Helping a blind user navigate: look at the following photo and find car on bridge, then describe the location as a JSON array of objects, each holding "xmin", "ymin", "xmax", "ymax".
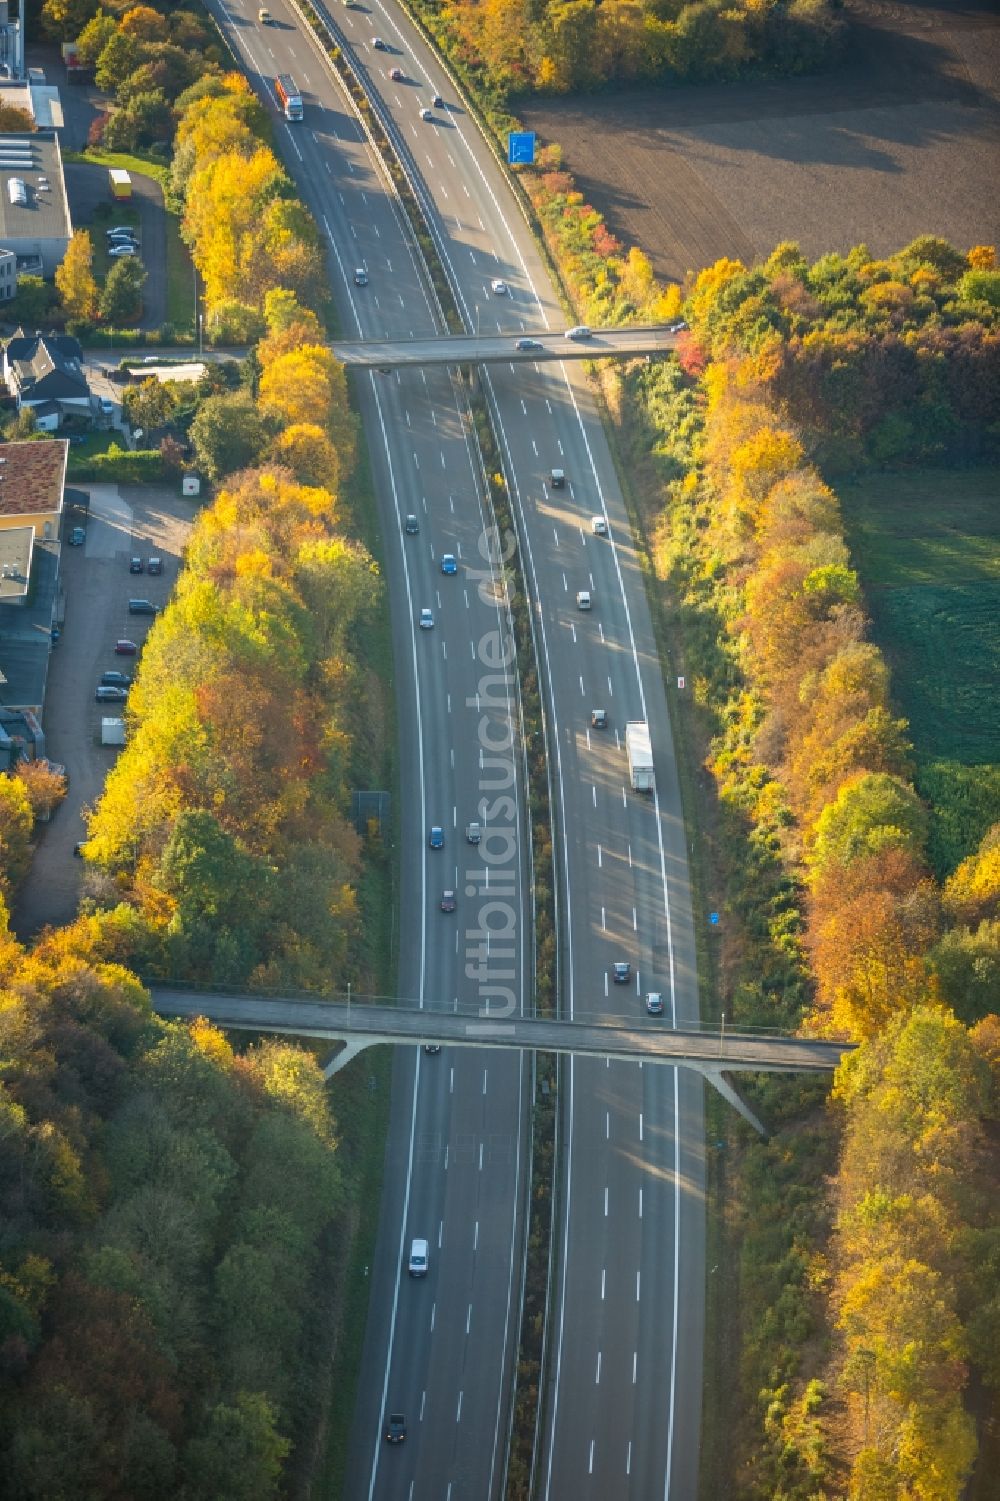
[
  {"xmin": 515, "ymin": 337, "xmax": 542, "ymax": 352},
  {"xmin": 565, "ymin": 325, "xmax": 592, "ymax": 340}
]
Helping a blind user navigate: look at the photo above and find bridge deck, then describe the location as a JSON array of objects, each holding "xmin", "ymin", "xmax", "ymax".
[{"xmin": 151, "ymin": 990, "xmax": 850, "ymax": 1074}]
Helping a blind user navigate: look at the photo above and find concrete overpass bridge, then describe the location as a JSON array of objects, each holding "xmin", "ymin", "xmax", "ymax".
[
  {"xmin": 151, "ymin": 988, "xmax": 852, "ymax": 1134},
  {"xmin": 329, "ymin": 323, "xmax": 682, "ymax": 369}
]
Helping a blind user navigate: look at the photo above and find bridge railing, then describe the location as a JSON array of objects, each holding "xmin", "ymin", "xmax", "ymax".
[{"xmin": 148, "ymin": 981, "xmax": 843, "ymax": 1046}]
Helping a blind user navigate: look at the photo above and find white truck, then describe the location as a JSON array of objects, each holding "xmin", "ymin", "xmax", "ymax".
[{"xmin": 625, "ymin": 721, "xmax": 654, "ymax": 791}]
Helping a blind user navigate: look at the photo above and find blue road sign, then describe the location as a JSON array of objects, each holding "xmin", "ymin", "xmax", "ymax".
[{"xmin": 507, "ymin": 131, "xmax": 536, "ymax": 166}]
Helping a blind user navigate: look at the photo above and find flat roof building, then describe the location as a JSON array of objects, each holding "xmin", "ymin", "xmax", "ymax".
[{"xmin": 0, "ymin": 130, "xmax": 71, "ymax": 276}]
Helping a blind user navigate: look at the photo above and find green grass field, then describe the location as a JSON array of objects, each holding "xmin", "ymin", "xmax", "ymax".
[{"xmin": 840, "ymin": 469, "xmax": 1000, "ymax": 767}]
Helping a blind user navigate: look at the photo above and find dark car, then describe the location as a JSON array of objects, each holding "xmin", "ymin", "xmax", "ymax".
[
  {"xmin": 388, "ymin": 65, "xmax": 403, "ymax": 80},
  {"xmin": 100, "ymin": 670, "xmax": 132, "ymax": 687},
  {"xmin": 385, "ymin": 1413, "xmax": 407, "ymax": 1444},
  {"xmin": 646, "ymin": 992, "xmax": 664, "ymax": 1015},
  {"xmin": 404, "ymin": 514, "xmax": 419, "ymax": 534},
  {"xmin": 591, "ymin": 709, "xmax": 608, "ymax": 729},
  {"xmin": 96, "ymin": 685, "xmax": 127, "ymax": 702},
  {"xmin": 440, "ymin": 889, "xmax": 456, "ymax": 912},
  {"xmin": 115, "ymin": 639, "xmax": 138, "ymax": 655},
  {"xmin": 129, "ymin": 556, "xmax": 143, "ymax": 573},
  {"xmin": 68, "ymin": 526, "xmax": 86, "ymax": 545},
  {"xmin": 612, "ymin": 961, "xmax": 631, "ymax": 984},
  {"xmin": 354, "ymin": 267, "xmax": 369, "ymax": 286},
  {"xmin": 73, "ymin": 841, "xmax": 86, "ymax": 858},
  {"xmin": 515, "ymin": 338, "xmax": 542, "ymax": 352},
  {"xmin": 431, "ymin": 92, "xmax": 444, "ymax": 108},
  {"xmin": 423, "ymin": 1043, "xmax": 441, "ymax": 1055},
  {"xmin": 549, "ymin": 468, "xmax": 565, "ymax": 489},
  {"xmin": 128, "ymin": 599, "xmax": 157, "ymax": 615},
  {"xmin": 146, "ymin": 556, "xmax": 162, "ymax": 575}
]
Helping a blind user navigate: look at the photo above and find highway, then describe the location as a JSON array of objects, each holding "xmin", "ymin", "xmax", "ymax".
[
  {"xmin": 211, "ymin": 1, "xmax": 703, "ymax": 1496},
  {"xmin": 210, "ymin": 3, "xmax": 536, "ymax": 1495},
  {"xmin": 330, "ymin": 324, "xmax": 683, "ymax": 366}
]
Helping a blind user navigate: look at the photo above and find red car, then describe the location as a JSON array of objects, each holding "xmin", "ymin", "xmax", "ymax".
[{"xmin": 115, "ymin": 639, "xmax": 138, "ymax": 655}]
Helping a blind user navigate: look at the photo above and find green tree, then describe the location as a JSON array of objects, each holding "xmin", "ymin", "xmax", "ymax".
[
  {"xmin": 95, "ymin": 31, "xmax": 144, "ymax": 95},
  {"xmin": 74, "ymin": 10, "xmax": 118, "ymax": 65},
  {"xmin": 810, "ymin": 772, "xmax": 928, "ymax": 874},
  {"xmin": 99, "ymin": 256, "xmax": 147, "ymax": 325},
  {"xmin": 40, "ymin": 0, "xmax": 98, "ymax": 42},
  {"xmin": 10, "ymin": 275, "xmax": 58, "ymax": 325},
  {"xmin": 181, "ymin": 1394, "xmax": 289, "ymax": 1501},
  {"xmin": 125, "ymin": 377, "xmax": 178, "ymax": 435},
  {"xmin": 189, "ymin": 391, "xmax": 269, "ymax": 480}
]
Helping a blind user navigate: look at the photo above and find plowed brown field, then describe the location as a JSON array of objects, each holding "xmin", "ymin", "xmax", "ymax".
[{"xmin": 518, "ymin": 0, "xmax": 1000, "ymax": 282}]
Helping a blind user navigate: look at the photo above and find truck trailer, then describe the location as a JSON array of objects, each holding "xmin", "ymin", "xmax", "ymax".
[
  {"xmin": 275, "ymin": 75, "xmax": 304, "ymax": 122},
  {"xmin": 625, "ymin": 721, "xmax": 654, "ymax": 792}
]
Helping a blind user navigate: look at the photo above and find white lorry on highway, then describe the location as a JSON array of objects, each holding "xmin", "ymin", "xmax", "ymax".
[{"xmin": 625, "ymin": 721, "xmax": 654, "ymax": 791}]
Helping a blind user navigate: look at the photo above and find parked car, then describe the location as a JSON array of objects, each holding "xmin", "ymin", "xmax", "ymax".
[
  {"xmin": 129, "ymin": 556, "xmax": 143, "ymax": 573},
  {"xmin": 440, "ymin": 889, "xmax": 456, "ymax": 912},
  {"xmin": 419, "ymin": 608, "xmax": 434, "ymax": 629},
  {"xmin": 68, "ymin": 526, "xmax": 86, "ymax": 545},
  {"xmin": 440, "ymin": 553, "xmax": 457, "ymax": 575},
  {"xmin": 146, "ymin": 556, "xmax": 162, "ymax": 575},
  {"xmin": 96, "ymin": 685, "xmax": 127, "ymax": 702},
  {"xmin": 106, "ymin": 225, "xmax": 135, "ymax": 237},
  {"xmin": 612, "ymin": 961, "xmax": 631, "ymax": 984},
  {"xmin": 114, "ymin": 639, "xmax": 138, "ymax": 655},
  {"xmin": 354, "ymin": 267, "xmax": 369, "ymax": 286},
  {"xmin": 128, "ymin": 599, "xmax": 157, "ymax": 615},
  {"xmin": 99, "ymin": 398, "xmax": 115, "ymax": 416},
  {"xmin": 108, "ymin": 244, "xmax": 140, "ymax": 259},
  {"xmin": 73, "ymin": 841, "xmax": 86, "ymax": 858},
  {"xmin": 100, "ymin": 670, "xmax": 132, "ymax": 687}
]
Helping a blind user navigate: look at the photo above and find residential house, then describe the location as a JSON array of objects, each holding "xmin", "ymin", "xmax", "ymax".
[{"xmin": 2, "ymin": 329, "xmax": 90, "ymax": 429}]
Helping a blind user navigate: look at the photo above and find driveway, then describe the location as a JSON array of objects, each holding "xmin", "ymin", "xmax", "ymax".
[{"xmin": 12, "ymin": 483, "xmax": 197, "ymax": 939}]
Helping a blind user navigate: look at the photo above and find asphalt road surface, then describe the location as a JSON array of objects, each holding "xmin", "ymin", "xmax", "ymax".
[{"xmin": 209, "ymin": 1, "xmax": 705, "ymax": 1495}]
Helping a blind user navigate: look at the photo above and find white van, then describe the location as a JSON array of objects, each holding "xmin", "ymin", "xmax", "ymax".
[{"xmin": 408, "ymin": 1238, "xmax": 429, "ymax": 1277}]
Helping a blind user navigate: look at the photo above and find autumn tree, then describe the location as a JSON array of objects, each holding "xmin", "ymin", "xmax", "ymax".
[
  {"xmin": 55, "ymin": 230, "xmax": 99, "ymax": 322},
  {"xmin": 0, "ymin": 773, "xmax": 34, "ymax": 897}
]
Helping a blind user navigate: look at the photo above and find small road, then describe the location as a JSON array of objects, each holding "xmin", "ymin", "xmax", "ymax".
[{"xmin": 331, "ymin": 324, "xmax": 683, "ymax": 367}]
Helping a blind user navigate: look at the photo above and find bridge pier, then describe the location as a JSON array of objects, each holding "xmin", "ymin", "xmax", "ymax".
[
  {"xmin": 694, "ymin": 1066, "xmax": 767, "ymax": 1136},
  {"xmin": 322, "ymin": 1037, "xmax": 374, "ymax": 1078}
]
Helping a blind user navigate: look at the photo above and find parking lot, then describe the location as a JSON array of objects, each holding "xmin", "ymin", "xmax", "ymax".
[{"xmin": 12, "ymin": 483, "xmax": 197, "ymax": 938}]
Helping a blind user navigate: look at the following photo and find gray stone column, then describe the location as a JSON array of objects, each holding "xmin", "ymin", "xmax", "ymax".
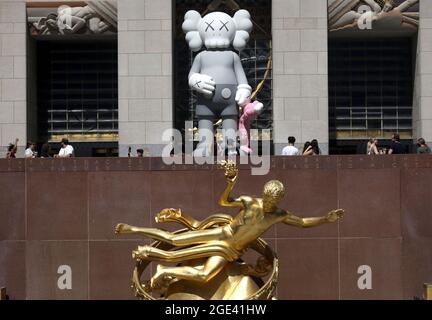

### DIRECTIONS
Working from the line with "and find asphalt" down through the last line of the records, give every line again exactly, but no pictures.

### EXPECTED ANSWER
Helping a blind user navigate: look at the photo above and find asphalt road surface, then describe the location as a JSON array of objects, each holding "xmin", "ymin", "xmax", "ymax".
[{"xmin": 209, "ymin": 1, "xmax": 705, "ymax": 1495}]
Helping a blind user navigate: look at the photo above and find white van, then describe the location as a JSON array of objects, each holding "xmin", "ymin", "xmax", "ymax".
[{"xmin": 408, "ymin": 1238, "xmax": 429, "ymax": 1277}]
Helping a blind user navigate: look at the photo above and find autumn tree, then describe the location as a JSON array of objects, each holding "xmin", "ymin", "xmax", "ymax".
[
  {"xmin": 55, "ymin": 230, "xmax": 99, "ymax": 322},
  {"xmin": 0, "ymin": 773, "xmax": 34, "ymax": 897}
]
Helping a blind user navigate: look at the photo above and find small road, then describe the location as a JSON array of objects, each holding "xmin", "ymin", "xmax", "ymax".
[{"xmin": 331, "ymin": 324, "xmax": 683, "ymax": 367}]
Helping a blind user navigate: look at the photo above and find bridge pier, then describe the location as a JSON array of objects, each holding "xmin", "ymin", "xmax", "ymax".
[
  {"xmin": 694, "ymin": 1066, "xmax": 767, "ymax": 1136},
  {"xmin": 322, "ymin": 1037, "xmax": 374, "ymax": 1078}
]
Helping a blind user navigate: look at the photo above and find parking lot, then describe the location as a JSON array of objects, each holding "xmin", "ymin", "xmax", "ymax".
[{"xmin": 12, "ymin": 483, "xmax": 197, "ymax": 938}]
Helping a blind user navigate: look at the following photo and find gray stone column, then describe the location as a JSON array of objects, each holding "xmin", "ymin", "xmax", "ymax".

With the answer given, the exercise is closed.